[Passage for review — start]
Disclosure – getting down to the nitty gritty

By 23rd May 2023 Insights

In the second part of our series on disclosure, we provide more detail on how to make sure your insurer is fully in the know – and your business is properly covered.

When it comes to what should be disclosed to an insurer, there is no one size fits all. Each company is unique in terms of their structure, how they operate, the risks faced and how these are managed and mitigated.

The insurance information provided should reflect this as part of the statutory obligation to provide a “fair presentation of risk”. But because this is a complex area and there are many variables, businesses can be unsure about how much detail they need to go into. Our aim is to shine light onto this area to help interpret these legal requirements and ultimately put clients in the strongest position if they need to make a claim.

As explained in the previous article, the Insurance Act 2015 enshrines a Duty of Fair Presentation, which places the onus on the company to proactively disclose relevant information to the insurer – irrespective of whether it is asked for.

This is a big responsibility and in recent times, we have seen an increase in the number of clients wanting more clarification, particularly if their circumstances have changed.

Responding to the polycrisis

The ongoing ‘polycrisis’ continues to affect businesses across different sectors. The inflation crisis, Brexit, supply chain delays, the war in Ukraine, pandemic recovery, labour and materials shortages, borrowing restrictions and ESG, as well as climate concerns, are all having a sustained impact on companies.

The response from many businesses has been to make operational adjustments, reflecting this onslaught of crisis events. Some have adopted a more cautious approach and now focus on core competences; others have been forced to innovate quickly. But the common factor is that all of this materially impacts on insurance.

For example, companies may choose to pull out of less profitable areas or be forced to because of staff shortages or there could be a consolidation or reorganisation of company locations.

Are your risks increasing?
[Passage for review — finish]
[Questions]
**a.** According to the disclosure article, which law enshrines the Duty of Fair Presentation?
**b.** Return the part of the disclosure article that begins at the words "For example, companies" and stops after "your risks increasing?".
None of the rows are needed.
[Supplied information — start]
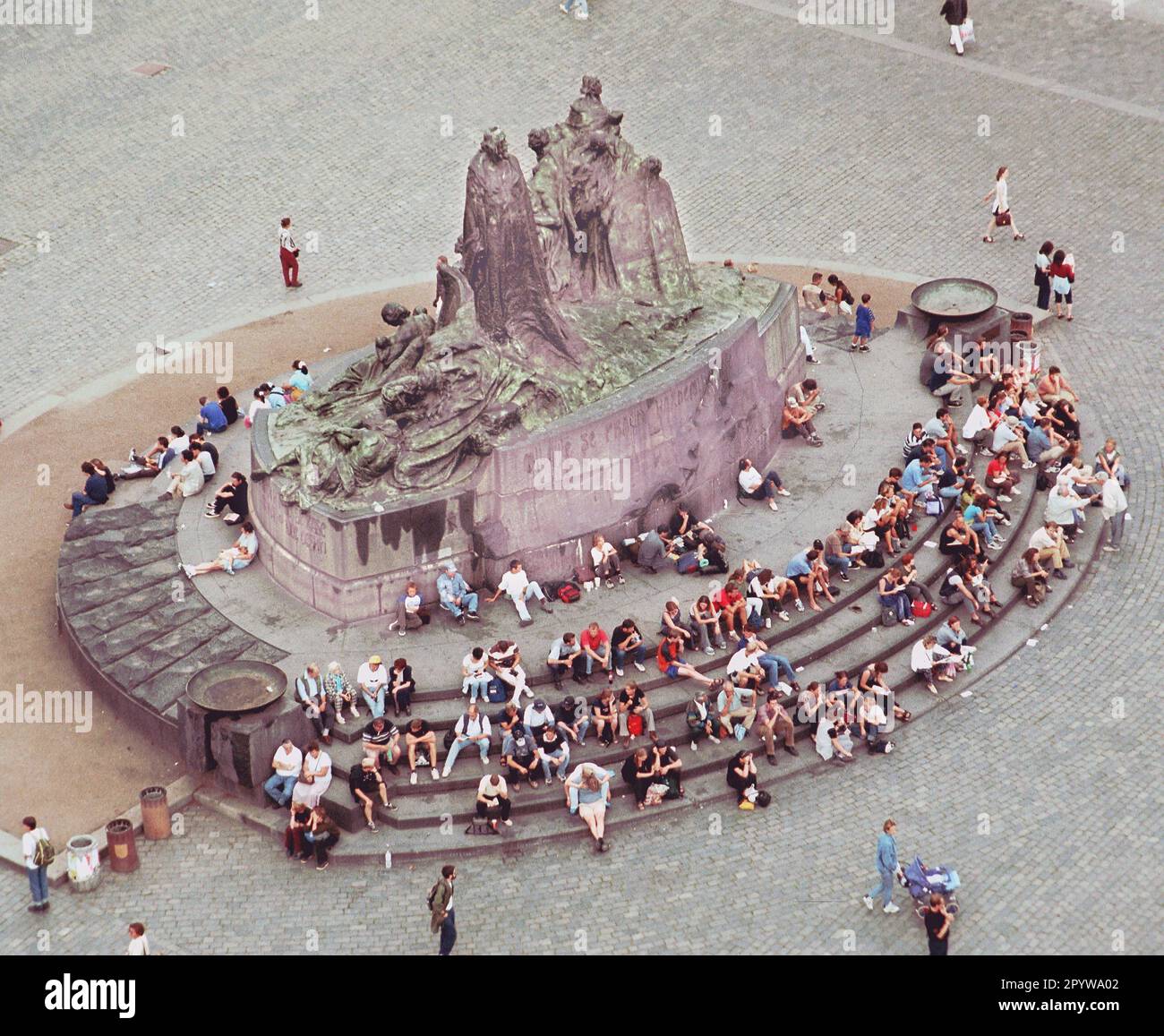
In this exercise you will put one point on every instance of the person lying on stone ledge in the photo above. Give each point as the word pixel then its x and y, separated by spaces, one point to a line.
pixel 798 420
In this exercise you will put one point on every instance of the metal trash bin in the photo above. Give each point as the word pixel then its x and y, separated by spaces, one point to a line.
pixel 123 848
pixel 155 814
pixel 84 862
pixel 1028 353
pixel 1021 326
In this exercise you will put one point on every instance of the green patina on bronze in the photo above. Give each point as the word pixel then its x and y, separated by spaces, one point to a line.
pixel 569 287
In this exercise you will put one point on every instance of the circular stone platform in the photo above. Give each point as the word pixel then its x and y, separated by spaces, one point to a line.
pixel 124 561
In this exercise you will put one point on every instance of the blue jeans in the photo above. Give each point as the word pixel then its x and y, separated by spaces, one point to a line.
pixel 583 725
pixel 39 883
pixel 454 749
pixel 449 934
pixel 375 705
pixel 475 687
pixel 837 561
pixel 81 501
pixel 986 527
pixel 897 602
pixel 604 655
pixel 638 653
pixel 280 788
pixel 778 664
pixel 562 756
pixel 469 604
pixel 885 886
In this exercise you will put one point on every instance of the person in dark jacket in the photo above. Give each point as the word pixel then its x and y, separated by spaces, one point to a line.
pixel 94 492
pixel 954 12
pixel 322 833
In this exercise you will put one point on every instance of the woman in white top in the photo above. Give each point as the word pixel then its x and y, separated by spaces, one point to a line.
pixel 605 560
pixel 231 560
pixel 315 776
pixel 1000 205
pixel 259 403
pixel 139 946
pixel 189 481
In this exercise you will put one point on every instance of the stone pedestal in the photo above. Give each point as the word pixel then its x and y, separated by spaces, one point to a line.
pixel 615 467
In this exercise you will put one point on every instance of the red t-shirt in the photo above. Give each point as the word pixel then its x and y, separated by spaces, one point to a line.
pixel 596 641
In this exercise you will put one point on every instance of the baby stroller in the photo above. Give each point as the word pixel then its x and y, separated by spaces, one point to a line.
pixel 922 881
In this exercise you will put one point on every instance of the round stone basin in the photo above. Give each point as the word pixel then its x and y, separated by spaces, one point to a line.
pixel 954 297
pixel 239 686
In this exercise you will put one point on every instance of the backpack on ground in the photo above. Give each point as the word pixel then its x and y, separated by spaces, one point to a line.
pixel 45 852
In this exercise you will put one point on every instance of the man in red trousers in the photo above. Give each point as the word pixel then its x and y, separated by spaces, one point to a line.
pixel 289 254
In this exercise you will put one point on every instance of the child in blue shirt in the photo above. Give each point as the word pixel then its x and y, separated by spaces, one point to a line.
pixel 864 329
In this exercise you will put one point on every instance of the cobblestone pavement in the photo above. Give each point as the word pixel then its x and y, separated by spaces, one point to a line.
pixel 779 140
[Supplied information — finish]
[Written responses]
**a.** The Insurance Act 2015.

**b.**
For example, companies may choose to pull out of less profitable areas or be forced to because of staff shortages or there could be a consolidation or reorganisation of company locations.

Are your risks increasing?